* [Instructions]
(a) Please translate this sentence from the opium seizure article into Spanish: "The shipment was addressed to a New York City address and the investigation is ongoing."
(b) Update the opium seizure article between "Each of the" and "approximately $9 million.", inclusive, replacing "porcelain cats" with "ceramic cats".
(c) Answer these questions using the opium seizure article:
(i) How were the porcelain cat statues marked?
(ii) What total weight of opium did the agents discover?
(iii) Who is named as the agency spokesman?

* [Study text]
Start of Block
Authorities at JFK Airport were inspecting a large shipment of goods from Thailand last month when they became suspicious of the nature of the products – there were more than 30 porcelain cat statues marked as "plastic samples," according to CNN.

Even though the items passed through an X-ray machine and revealed nothing suspicious, the officials decided to open one of the statues just to be safe. In it, they discovered a raw, brownish substance stored in plastic bags.

While field tests didn't yield any more information about the secret stash, it was taken to a lab, where it was revealed to be opium, a common ingredient in the manufacturing of heroin.

"This interception illustrates CBP's [the U.S. Customs and Border Protection] ability to utilize the right mix of intelligence, technology, and officer expertise," director of CBP New York field operations Robert Perez told New York Daily News.

Each of the porcelain cats had the drug stored inside. Agents from the U.S. Customs and Border Protection discovered a total of 205 pounds of opium, which they estimated to be worth approximately $9 million.

"Most times we find cocaine and heroin," John Saleh, spokesman for the agency, told CNN. "Opium was kind of unusual to find, especially in that quantity."

The shipment was addressed to a New York City address and the investigation is ongoing.

Opium is mainly grown in Afghanistan and Myanamar. It is an opiate that is smoked, eaten or injected. It has highly addictive properties and been used for centuries, according to The Clear View Haven Center. It is occasionally subscribed for pain relief in some countries, because it can present an alternative to morphine.

The effects of the relief are equivalent to approximately 16 Percocet and can result in physical dependence and withdrawal symptoms.
End of Block
[Collected data entries]
Start of Block
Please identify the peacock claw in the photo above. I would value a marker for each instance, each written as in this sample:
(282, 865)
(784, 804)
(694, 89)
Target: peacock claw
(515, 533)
End of Block
* [Answers to this exercise]
(a) El envío estaba dirigido a una dirección de la ciudad de Nueva York y la investigación sigue en curso.

(b)
Each of the ceramic cats had the drug stored inside. Agents from the U.S. Customs and Border Protection discovered a total of 205 pounds of opium, which they estimated to be worth approximately $9 million.

(c)
(i) As "plastic samples."
(ii) 205 pounds.
(iii) John Saleh.